───── EXTRAIT DU TEXTE

Quand on fait le malin, on en tire peu de bien

On peut être favorable à une réforme du système fiscal, incluant plus de progressivité, et considérer que le gouvernement actuel est ridicule.

“75%, 75%, je n’aime pas les riches, même s’ils sont sympas, blablabla.”. Voici résumé la politique fiscale progressiste du gouvernement Ayrault à ce jour. Ah, non, bien sûr, j’oublie l’essentiel, le Conseil constitutionnel n’est pas d’accord avec. Un repère de libéraux droitiers, sûrement des hommes et tout et tout, avec comme seul espoir le retour de Sarko ? Ah, ce serait facile et préparerait bien une campagne populiste de 2017. Sauf que rien de tout cela n’est vrai.

Dans la fiscalité, il y a deux niveaux. Les grandes lignes (les taux moyens, les volumes de recettes globaux, etc.) et le cambouis (qui paie combien, comment, pour être sûr que les objectifs des types en amont soient atteints). Il y a de gens qui par goût, talent ou hasard, font des grandes lignes leur boulot. Et il y a ceux qui font du cambouis leur gagne-pain. Seul un abruti peut penser que les uns valent plus que les autres. Chacun mérite un respect égal. Au PS, en 2012, ni les premiers, ni les seconds ne sont des gens recommandables. Le mec qui a sorti 75% était un malade ou un politicien. En tant que politicien, bravo. En tant que gouvernant, un pitre. Quand les pays les plus progressistes (i.e. dangereusement à gauche) affichent des taux marginaux maximum inférieurs à 60%, il faut être un artiste pour annoncer 75%. L’artiste contrarié mais réaliste se corrige de lui-même et annonce alors que le 75% sera temporaire. Une solution intéressante : elle permet de mettre sous le tapis la vraie réforme du système fiscal (qui arrange les riches) et de ne pas désespérer Billancourt. Non, mais sans rire… à Billancourt, il n’y a plus que des riches et le conseil constitutionnel vient de le rappeler à qui en doutait encore. Car, si les grands stratèges sont audacieux et électoralistes au parti socialiste, la branche ouvrière est d’une nullité absolue. Le conseil constitutionnel a censuré la surtaxation temporaire parce que, figurez-vous, d’après ce que rapporte Libération :

“la taxation incriminée était «assise sur les revenus de chaque personne physique» alors que l’impôt sur le revenu est prélevé «par foyer».”

──────────
───── ENREGISTREMENTS FOURNIS

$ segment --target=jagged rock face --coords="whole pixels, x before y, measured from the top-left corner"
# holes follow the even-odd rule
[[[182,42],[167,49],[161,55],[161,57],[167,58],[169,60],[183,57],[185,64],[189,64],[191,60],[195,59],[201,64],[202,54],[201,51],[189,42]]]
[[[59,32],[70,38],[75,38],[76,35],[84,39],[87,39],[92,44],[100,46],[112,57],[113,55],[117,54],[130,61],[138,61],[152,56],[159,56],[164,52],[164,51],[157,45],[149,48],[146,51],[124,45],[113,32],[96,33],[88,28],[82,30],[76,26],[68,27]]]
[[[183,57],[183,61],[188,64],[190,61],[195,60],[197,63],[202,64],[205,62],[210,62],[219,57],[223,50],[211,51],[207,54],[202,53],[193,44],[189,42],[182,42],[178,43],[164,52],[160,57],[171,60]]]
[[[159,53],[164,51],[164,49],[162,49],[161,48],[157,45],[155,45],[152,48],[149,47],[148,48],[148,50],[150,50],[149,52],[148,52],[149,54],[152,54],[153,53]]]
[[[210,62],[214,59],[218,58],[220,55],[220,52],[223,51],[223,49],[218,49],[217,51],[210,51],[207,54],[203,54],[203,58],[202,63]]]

──────────
───── ENREGISTREMENTS FOURNIS

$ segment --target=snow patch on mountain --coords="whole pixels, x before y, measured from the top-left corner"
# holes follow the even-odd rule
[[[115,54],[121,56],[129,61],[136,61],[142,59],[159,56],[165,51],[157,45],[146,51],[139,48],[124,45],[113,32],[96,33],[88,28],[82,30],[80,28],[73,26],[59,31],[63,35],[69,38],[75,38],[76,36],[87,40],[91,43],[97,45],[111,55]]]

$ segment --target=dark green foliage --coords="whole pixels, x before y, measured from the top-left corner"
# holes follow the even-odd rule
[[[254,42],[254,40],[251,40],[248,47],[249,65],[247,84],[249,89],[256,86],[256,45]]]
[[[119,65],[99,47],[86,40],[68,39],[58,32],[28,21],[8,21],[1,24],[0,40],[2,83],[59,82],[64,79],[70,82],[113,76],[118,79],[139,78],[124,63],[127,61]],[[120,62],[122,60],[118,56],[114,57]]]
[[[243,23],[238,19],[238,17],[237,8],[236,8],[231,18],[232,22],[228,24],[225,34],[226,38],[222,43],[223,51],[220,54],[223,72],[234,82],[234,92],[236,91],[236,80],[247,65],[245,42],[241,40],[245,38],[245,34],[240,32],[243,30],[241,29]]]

──────────
───── ENREGISTREMENTS FOURNIS

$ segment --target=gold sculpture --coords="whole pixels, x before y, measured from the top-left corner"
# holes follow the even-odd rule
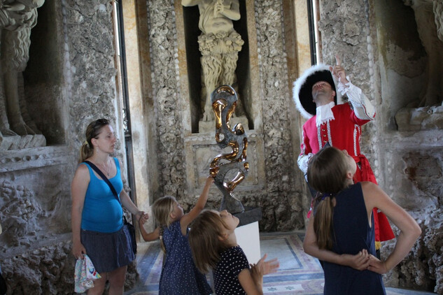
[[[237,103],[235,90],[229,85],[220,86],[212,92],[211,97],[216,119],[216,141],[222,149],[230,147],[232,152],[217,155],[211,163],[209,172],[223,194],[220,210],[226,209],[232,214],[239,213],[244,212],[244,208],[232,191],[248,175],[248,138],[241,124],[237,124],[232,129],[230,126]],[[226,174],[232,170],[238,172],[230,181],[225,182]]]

──────────

_TRAVAIL À FAIRE_.
• A. D'après l'extrait, pour quelles raisons certaines personnes font-elles des grandes lignes de la fiscalité leur métier ? Citez-les toutes.
• B. Ces affirmations sont-elles conformes à l'extrait ? (i) Les pays les plus progressistes ont des taux marginaux maximum inférieurs à 60 %. (ii) Le Conseil constitutionnel a validé la surtaxation temporaire. (iii) L'impôt sur le revenu est prélevé par personne. Répondez par oui ou non et citez les mots de l'extrait qui tranchent.
• C. Modifiez le passage de l'extrait qui commence par « Quand on fait » et va jusqu'à « cela n’est vrai. », en mettant « etc. » à la place de « blablabla ».
Les enregistrements n'ont aucun rapport avec l'extrait.

_RÉSULTATS OBTENUS_.
• A. Le goût, le talent et le hasard.

• B.
(i) Oui : « affichent des taux marginaux maximum inférieurs à 60% ».
(ii) Non : « Le conseil constitutionnel a censuré la surtaxation temporaire ».
(iii) Non : « l'impôt sur le revenu est prélevé «par foyer» ».

• C.
Quand on fait le malin, on en tire peu de bien

On peut être favorable à une réforme du système fiscal, incluant plus de progressivité, et considérer que le gouvernement actuel est ridicule.

“75%, 75%, je n’aime pas les riches, même s’ils sont sympas, etc..”. Voici résumé la politique fiscale progressiste du gouvernement Ayrault à ce jour. Ah, non, bien sûr, j’oublie l’essentiel, le Conseil constitutionnel n’est pas d’accord avec. Un repère de libéraux droitiers, sûrement des hommes et tout et tout, avec comme seul espoir le retour de Sarko ? Ah, ce serait facile et préparerait bien une campagne populiste de 2017. Sauf que rien de tout cela n’est vrai.